▶ **Assigned task**
Return exactly, and only, the lines from the line containing "integer pixel values" through the final line of the records below, both included.

▶ **Dataset excerpts**
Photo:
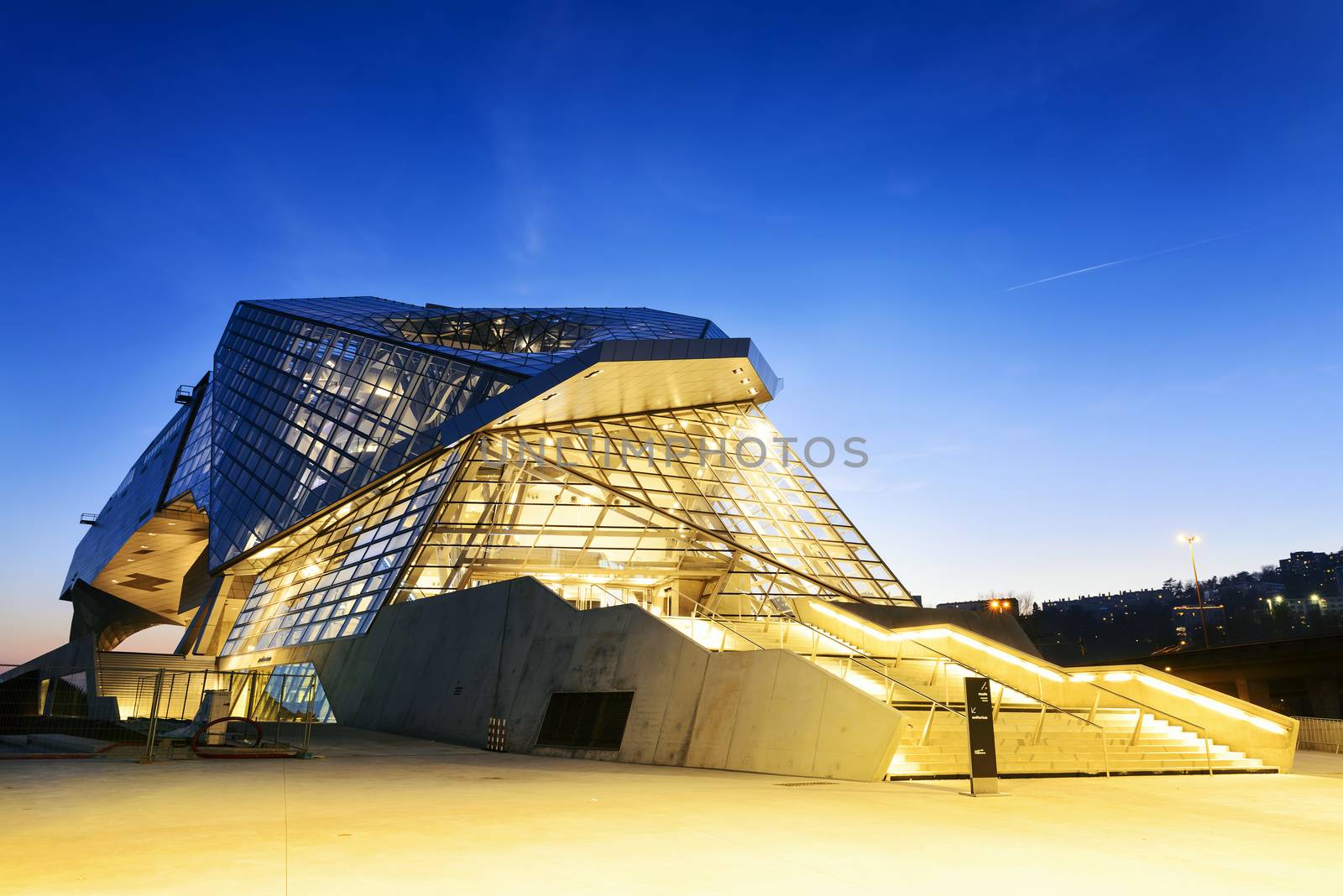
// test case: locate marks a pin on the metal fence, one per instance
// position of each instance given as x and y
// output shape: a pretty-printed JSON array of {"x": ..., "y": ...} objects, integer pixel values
[
  {"x": 1320, "y": 734},
  {"x": 149, "y": 714}
]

▶ **Task solution**
// output shape: a pretty-printed JSON array of {"x": ..., "y": ...} objects, integer pixel values
[
  {"x": 1320, "y": 734},
  {"x": 149, "y": 714}
]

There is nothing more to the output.